▶ [Written instruction]:
Can you write out the whole listing exactly?

▶ [Records for this exercise]:

○ ○ ○ ○

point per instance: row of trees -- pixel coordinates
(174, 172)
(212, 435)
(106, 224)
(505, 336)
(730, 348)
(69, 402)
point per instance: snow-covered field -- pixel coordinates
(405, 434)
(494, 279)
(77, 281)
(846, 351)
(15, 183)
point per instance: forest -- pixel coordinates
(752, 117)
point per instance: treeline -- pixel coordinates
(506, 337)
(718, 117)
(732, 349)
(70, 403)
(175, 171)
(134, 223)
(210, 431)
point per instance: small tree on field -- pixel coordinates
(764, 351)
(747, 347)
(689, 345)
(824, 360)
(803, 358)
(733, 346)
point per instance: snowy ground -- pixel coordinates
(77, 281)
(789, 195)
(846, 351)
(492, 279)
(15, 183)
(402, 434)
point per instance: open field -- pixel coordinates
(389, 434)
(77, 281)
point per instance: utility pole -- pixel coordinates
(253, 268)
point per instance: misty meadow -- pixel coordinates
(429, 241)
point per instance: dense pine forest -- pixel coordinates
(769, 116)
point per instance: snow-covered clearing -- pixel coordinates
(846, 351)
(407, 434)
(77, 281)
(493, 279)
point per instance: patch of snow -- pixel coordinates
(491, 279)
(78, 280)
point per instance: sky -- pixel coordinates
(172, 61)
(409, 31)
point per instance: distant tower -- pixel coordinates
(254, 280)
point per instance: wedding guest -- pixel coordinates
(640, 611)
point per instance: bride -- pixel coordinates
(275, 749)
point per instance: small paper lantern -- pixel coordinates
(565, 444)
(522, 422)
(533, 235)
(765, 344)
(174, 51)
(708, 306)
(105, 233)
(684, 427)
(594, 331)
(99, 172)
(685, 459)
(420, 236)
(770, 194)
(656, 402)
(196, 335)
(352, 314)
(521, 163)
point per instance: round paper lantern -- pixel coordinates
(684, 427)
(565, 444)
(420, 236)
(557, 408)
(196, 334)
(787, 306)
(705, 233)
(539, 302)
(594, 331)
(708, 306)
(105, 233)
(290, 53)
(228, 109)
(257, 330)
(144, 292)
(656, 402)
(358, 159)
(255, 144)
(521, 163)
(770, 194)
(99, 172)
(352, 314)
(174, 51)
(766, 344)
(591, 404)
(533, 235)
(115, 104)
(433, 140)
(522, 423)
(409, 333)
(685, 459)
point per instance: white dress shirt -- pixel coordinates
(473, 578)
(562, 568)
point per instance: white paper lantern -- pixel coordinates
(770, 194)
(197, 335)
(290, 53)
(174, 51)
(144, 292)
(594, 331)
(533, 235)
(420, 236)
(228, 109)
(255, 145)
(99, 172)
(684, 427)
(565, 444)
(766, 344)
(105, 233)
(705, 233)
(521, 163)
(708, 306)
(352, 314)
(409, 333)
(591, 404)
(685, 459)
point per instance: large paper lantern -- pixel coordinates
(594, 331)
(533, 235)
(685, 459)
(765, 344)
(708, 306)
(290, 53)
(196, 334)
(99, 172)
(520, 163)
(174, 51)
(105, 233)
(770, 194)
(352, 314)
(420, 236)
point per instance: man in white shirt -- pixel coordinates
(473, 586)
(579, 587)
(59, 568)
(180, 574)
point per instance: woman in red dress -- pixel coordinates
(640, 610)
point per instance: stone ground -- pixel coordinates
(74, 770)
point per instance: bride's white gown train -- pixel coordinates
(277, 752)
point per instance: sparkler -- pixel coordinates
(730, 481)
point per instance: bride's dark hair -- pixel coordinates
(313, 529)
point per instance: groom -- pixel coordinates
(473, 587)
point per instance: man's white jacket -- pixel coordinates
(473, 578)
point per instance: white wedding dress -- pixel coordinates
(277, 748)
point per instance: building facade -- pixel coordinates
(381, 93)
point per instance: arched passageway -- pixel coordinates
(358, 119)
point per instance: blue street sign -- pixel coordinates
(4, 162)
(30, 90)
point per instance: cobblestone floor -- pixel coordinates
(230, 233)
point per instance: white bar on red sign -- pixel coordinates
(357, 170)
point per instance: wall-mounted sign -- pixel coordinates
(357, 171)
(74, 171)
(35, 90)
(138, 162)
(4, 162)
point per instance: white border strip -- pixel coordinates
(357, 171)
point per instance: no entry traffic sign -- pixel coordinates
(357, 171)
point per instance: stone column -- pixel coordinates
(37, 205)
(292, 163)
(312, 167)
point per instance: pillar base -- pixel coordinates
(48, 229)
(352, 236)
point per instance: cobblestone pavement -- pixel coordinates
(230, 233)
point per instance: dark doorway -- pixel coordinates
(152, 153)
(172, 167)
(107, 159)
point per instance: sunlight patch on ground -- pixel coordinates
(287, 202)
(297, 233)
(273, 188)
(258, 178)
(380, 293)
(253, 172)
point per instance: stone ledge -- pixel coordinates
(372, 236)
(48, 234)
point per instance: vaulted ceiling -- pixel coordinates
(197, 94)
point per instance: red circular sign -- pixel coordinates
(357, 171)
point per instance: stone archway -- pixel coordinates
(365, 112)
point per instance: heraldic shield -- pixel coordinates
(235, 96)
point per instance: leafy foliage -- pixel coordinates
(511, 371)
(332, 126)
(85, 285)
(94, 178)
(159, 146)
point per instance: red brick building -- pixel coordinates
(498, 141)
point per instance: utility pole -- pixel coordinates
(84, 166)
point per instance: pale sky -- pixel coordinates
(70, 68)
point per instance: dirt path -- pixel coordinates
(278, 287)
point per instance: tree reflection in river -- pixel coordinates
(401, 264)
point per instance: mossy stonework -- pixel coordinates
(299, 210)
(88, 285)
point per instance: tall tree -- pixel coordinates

○ ○ ○ ○

▶ [Answer below]:
point per instance: row of trees -- pixel coordinates
(174, 172)
(212, 435)
(106, 224)
(505, 336)
(730, 348)
(69, 402)
point per instance: snow-covered field -- pixel coordinates
(405, 434)
(494, 279)
(77, 281)
(846, 351)
(15, 183)
point per instance: forest -- pixel coordinates
(752, 117)
point per instance: treeline -- pixel coordinates
(506, 337)
(718, 117)
(732, 349)
(70, 403)
(175, 171)
(134, 223)
(210, 431)
point per instance: small tree on field -- pixel coordinates
(764, 351)
(747, 347)
(689, 345)
(824, 360)
(803, 358)
(733, 346)
point per instance: snowy ground -- pixel coordinates
(77, 281)
(789, 195)
(846, 351)
(492, 279)
(15, 183)
(402, 434)
point per instance: open field -- pixel coordinates
(389, 434)
(77, 281)
point per instance: utility pole -- pixel coordinates
(253, 268)
point per instance: misty meadow -- pixel coordinates
(429, 241)
point per instance: dense pine forest -- pixel coordinates
(769, 116)
point per instance: snow-covered clearing -- pixel coordinates
(846, 351)
(407, 434)
(77, 281)
(493, 279)
point per instance: patch of snow -- pixel coordinates
(491, 279)
(78, 280)
point per instance: sky -- pixel coordinates
(172, 61)
(409, 31)
point per instance: distant tower -- pixel coordinates
(254, 280)
point per instance: wedding guest -- pixel coordinates
(640, 611)
point per instance: bride -- pixel coordinates
(275, 749)
point per instance: small paper lantern -- pixel coordinates
(565, 444)
(522, 422)
(533, 235)
(765, 344)
(174, 51)
(708, 306)
(105, 233)
(684, 427)
(594, 331)
(99, 172)
(685, 459)
(420, 236)
(770, 194)
(656, 402)
(196, 335)
(352, 314)
(521, 163)
point per instance: round paper lantern -- pixel coordinates
(684, 427)
(565, 444)
(420, 236)
(557, 408)
(196, 334)
(787, 306)
(705, 233)
(539, 302)
(594, 331)
(708, 306)
(105, 233)
(290, 53)
(228, 109)
(257, 330)
(144, 292)
(656, 402)
(358, 159)
(255, 144)
(521, 163)
(770, 194)
(99, 172)
(352, 314)
(174, 51)
(766, 344)
(591, 404)
(533, 235)
(115, 104)
(433, 140)
(522, 423)
(409, 333)
(685, 459)
point per instance: white dress shirt -- pixel coordinates
(473, 578)
(562, 568)
point per instance: white paper lantern -- pixel coordinates
(770, 194)
(197, 335)
(290, 53)
(174, 51)
(144, 292)
(594, 331)
(533, 235)
(420, 236)
(228, 109)
(255, 145)
(99, 172)
(684, 427)
(565, 444)
(766, 344)
(105, 233)
(705, 233)
(521, 163)
(708, 306)
(352, 314)
(409, 333)
(591, 404)
(685, 459)
point per instance: large paper lantern -- pixel coordinates
(594, 331)
(533, 235)
(685, 459)
(765, 344)
(708, 306)
(290, 53)
(196, 334)
(99, 172)
(520, 163)
(174, 51)
(105, 233)
(770, 194)
(352, 314)
(420, 236)
point per instance: man in white shirt -- pixel coordinates
(473, 586)
(579, 587)
(59, 568)
(180, 574)
point per instance: woman in red dress -- pixel coordinates
(640, 610)
point per instance: stone ground -- pixel coordinates
(74, 770)
point per instance: bride's white gown train -- pixel coordinates
(277, 752)
point per instance: sparkler -- pixel coordinates
(730, 481)
point per instance: bride's dark hair -- pixel coordinates
(313, 529)
point per instance: groom -- pixel coordinates
(473, 587)
point per instance: man's white jacket -- pixel coordinates
(473, 578)
point per instance: white wedding dress -- pixel coordinates
(277, 748)
point per instance: building facade -- pixel coordinates
(381, 93)
point per instance: arched passageway -- pixel coordinates
(358, 119)
point per instance: blue street sign -- pixel coordinates
(4, 162)
(30, 90)
point per instance: cobblestone floor -- pixel coordinates
(230, 233)
point per instance: white bar on red sign -- pixel coordinates
(357, 170)
point per instance: wall-mounted sign -- pixel coordinates
(357, 171)
(74, 171)
(35, 90)
(138, 162)
(4, 162)
point per instance: white border strip -- pixel coordinates
(357, 171)
point per instance: no entry traffic sign -- pixel coordinates
(357, 171)
point per instance: stone column -- pixel coordinates
(37, 205)
(292, 163)
(312, 167)
point per instance: pillar base -- pixel coordinates
(48, 229)
(352, 236)
point per instance: cobblestone pavement -- pixel coordinates
(230, 233)
point per instance: dark doorway -- pixel coordinates
(152, 153)
(172, 167)
(107, 159)
point per instance: sunlight patch on ground -- pixel coordinates
(287, 202)
(297, 233)
(273, 188)
(258, 178)
(380, 293)
(253, 172)
point per instance: stone ledge -- pixel coordinates
(372, 236)
(48, 234)
point per instance: vaulted ceiling -- pixel coordinates
(197, 94)
point per instance: red circular sign -- pixel coordinates
(357, 171)
point per instance: stone archway -- pixel coordinates
(365, 112)
point per instance: heraldic shield -- pixel coordinates
(235, 96)
point per instance: leafy foliage -- pixel coordinates
(511, 371)
(332, 126)
(85, 285)
(94, 178)
(159, 146)
point per instance: red brick building -- pixel coordinates
(498, 141)
point per instance: utility pole -- pixel coordinates
(84, 166)
point per instance: pale sky -- pixel coordinates
(70, 68)
point per instance: dirt path -- pixel coordinates
(278, 287)
point per instance: tree reflection in river -- pixel coordinates
(401, 264)
point per instance: mossy stonework -- pixel coordinates
(299, 210)
(88, 285)
point per instance: tall tree -- pixel coordinates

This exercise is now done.